◆ Document excerpt ◆
===============
Thus, the resulting slopes of an elastic net model will resemble a combination of what you might expect to see from a LASSO model and a ridge regression model.

If $0\leq \alpha\leq 1$ is set higher, the model cares more about keeping the L1 penalty small. So your slopes will more so resemble what you might see in a LASSO model.

If $\alpha$ is set lower, then the model cares more about keeping the L2 penalty small. So your slopes will more so resemble what you might see in a ridge regression model.

Nonregularized Logistic Regression

Let's use each of these three types of regularized logistic regression models to try to help us meet our main research goal. In order to implement logistic regression regularization, we need to use the LogisticRegression() function from Scikit-Learn.

Features Matrices and Target Arrays

Similar to the LinearRegression() function, the LogisticRegression() requires that our training and test datasets be split into their respective features matrices and target arrays.

X_train = df_train.drop(['account_type','y'], axis=1)
X_train.head()

	has_a_profile_pic	number_of_words_in_name	num_characters_in_bio	number_of_posts	number_of_followers	number_of_follows
97	yes	1	0	81	75	55
84	no	1	0	0	21	31
107	no	1	112	4	415	1445
90	yes	2	0	1	62	126
63	no	1	0	0	69	694

X_test = df_test.drop(['account_type','y', 'predictive_prob'], axis=1)
X_test.head()

	has_a_profile_pic	number_of_words_in_name	num_characters_in_bio	number_of_posts	number_of_followers	number_of_follows
39	yes	2	73	330	1572	3504
89	no	0	0	1	17	33
88	yes	5	0	1	39	324
10	yes	1	0	53	229	492
50	yes	3	0	9	62	47

Furthermore, we also need to convert any categorical explanatory variables into the required amount of 0/1 indicator variables.
===============
◆ Tasks and exercises ◆
#1 In the logistic regression excerpt, which Scikit-Learn function is needed to implement logistic regression regularization?
#2 Pick up the logistic regression excerpt right after its last sentence and keep writing it.

(Saved entries)
===============
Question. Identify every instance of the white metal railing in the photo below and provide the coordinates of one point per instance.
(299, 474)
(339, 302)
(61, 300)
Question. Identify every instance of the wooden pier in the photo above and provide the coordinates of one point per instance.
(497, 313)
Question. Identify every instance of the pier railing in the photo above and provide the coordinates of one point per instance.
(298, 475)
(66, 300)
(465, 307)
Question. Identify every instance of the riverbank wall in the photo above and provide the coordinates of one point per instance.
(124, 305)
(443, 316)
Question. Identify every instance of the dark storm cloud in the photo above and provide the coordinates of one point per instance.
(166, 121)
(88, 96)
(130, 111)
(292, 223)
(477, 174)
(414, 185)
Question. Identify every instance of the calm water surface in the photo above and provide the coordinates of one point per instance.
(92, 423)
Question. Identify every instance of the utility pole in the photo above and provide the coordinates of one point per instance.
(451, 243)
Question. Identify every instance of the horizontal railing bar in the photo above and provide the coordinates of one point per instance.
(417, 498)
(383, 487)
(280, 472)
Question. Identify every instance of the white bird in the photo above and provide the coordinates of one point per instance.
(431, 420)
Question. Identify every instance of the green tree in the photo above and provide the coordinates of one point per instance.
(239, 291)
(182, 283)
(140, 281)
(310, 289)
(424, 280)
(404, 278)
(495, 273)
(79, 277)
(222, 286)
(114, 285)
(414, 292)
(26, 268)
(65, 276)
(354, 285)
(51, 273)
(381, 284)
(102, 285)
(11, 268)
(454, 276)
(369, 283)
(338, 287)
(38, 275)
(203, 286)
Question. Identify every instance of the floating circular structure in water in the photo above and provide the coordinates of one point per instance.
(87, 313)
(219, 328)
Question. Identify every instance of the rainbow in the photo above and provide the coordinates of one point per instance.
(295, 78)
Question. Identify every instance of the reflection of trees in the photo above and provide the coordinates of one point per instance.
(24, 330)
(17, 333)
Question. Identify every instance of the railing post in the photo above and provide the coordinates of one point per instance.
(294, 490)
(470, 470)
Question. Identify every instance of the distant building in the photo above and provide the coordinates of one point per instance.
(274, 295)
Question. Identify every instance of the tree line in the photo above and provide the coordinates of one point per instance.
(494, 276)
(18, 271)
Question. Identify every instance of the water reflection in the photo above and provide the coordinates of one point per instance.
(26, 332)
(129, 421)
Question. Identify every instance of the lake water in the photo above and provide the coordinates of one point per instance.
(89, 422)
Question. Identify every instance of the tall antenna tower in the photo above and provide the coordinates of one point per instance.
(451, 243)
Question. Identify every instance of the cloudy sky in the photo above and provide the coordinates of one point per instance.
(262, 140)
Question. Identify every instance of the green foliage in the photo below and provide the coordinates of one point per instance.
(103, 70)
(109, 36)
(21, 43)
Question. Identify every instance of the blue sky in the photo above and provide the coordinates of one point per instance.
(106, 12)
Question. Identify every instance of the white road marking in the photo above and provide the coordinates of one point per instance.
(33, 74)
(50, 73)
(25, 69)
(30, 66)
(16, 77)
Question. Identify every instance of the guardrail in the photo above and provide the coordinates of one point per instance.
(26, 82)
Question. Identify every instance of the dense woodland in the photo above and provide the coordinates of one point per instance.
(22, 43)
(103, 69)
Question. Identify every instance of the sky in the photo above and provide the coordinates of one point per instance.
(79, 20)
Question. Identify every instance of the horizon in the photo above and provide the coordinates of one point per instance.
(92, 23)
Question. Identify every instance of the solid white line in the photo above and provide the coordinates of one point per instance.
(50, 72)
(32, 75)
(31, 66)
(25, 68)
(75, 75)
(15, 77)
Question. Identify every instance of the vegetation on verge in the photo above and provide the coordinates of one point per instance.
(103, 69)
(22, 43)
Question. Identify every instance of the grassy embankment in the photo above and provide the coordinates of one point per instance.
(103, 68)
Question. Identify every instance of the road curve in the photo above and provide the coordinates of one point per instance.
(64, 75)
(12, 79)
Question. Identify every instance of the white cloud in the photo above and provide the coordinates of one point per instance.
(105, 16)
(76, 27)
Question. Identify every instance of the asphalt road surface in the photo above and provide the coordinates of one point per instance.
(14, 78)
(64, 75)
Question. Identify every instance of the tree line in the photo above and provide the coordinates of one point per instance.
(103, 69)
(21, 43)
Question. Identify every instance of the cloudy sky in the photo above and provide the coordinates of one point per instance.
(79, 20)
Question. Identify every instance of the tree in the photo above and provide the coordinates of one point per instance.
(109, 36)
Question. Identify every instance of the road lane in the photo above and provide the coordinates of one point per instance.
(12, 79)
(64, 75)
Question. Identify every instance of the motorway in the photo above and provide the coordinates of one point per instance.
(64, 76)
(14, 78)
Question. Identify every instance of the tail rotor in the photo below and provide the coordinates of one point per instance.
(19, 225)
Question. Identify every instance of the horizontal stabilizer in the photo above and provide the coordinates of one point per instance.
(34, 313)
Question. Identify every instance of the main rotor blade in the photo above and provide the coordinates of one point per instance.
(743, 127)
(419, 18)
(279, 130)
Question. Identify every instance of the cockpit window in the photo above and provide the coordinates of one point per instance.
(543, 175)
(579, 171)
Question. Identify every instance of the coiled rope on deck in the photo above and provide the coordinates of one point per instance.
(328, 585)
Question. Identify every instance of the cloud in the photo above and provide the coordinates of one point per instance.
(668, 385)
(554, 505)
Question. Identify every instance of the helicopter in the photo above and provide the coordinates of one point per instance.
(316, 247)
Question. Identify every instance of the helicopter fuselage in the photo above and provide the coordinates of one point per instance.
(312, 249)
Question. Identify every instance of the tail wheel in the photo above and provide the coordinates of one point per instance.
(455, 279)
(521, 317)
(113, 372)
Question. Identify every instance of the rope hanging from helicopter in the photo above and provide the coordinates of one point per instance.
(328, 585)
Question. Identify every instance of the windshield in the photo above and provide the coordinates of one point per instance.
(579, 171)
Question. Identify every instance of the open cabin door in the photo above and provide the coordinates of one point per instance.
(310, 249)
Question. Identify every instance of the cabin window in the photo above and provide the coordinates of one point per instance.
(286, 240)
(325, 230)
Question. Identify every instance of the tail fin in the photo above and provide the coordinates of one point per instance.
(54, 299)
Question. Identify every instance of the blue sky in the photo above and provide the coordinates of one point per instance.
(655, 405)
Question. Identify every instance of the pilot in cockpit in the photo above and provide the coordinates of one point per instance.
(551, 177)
===============
◆ Task-by-task results ◆
#1 The LogisticRegression() function is needed.

#2
X_train=pd.get_dummies(X_train, drop_first=True)
X_train.head()

	number_of_words_in_name	num_characters_in_bio	number_of_posts	number_of_followers	number_of_follows	has_a_profile_pic_yes
97	1	0	81	75	55	1
84	1	0	0	21	31	0
107	1	112	4	415	1445	0
90	2	0	1	62	126	1
63	1	0	0	69	694	0

X_test=pd.get_dummies(X_test, drop_first=True)
X_test.head()

	number_of_words_in_name	num_characters_in_bio	number_of_posts	number_of_followers	number_of_follows	has_a_profile_pic_yes
39	2	73	330	1572	3504	1
89	0	0	1	17	33	0
88	5	0	1	39	324	1
10	1	0	53	229	492	1
50	3	0	9	62	47	1

y_train=df_train['y']
y_train.head()

97 0
84 0
107 0
90 0
63 0
Name: y, dtype: int64

y_test=df_test['y']
y_test.head()

39 1
89 0
88 0
10 1
50 1
Name: y, dtype: int64

Training the Model

But first, let's also train and test a non-regularized logistic regression model for comparison purposes.

We do so by using the LogisticRegression() function with the following parameters.

penalty: By selecting 'none' for the penalty, we are indicating that we are just using a basic (non-regularized) logistic regression model.
solver: We will use the the 'newton-cg' solver. The newton-cg algorithm is a type of numerical analysis algorithm that goes about finding an optimal solution to a given objective function.
max_iter: This algorithm stops after 1000 iterations or when the algorithm has converged.

Additional Information: The 'newton-cg' solver only works for: basic logistic regression and ridge regression.

After creating our log_mod class, we will fit it with our training features matrix and target array.

from sklearn.linear_model import LogisticRegression
log_mod = LogisticRegression(penalty='none', solver='newton-cg', 
                          max_iter=1000)
log_mod.fit(X_train,y_train)

LogisticRegression(max_iter=1000, penalty='none', solver='newton-cg')

In a Jupyter environment, please rerun this cell to show the HTML representation or trust the notebook.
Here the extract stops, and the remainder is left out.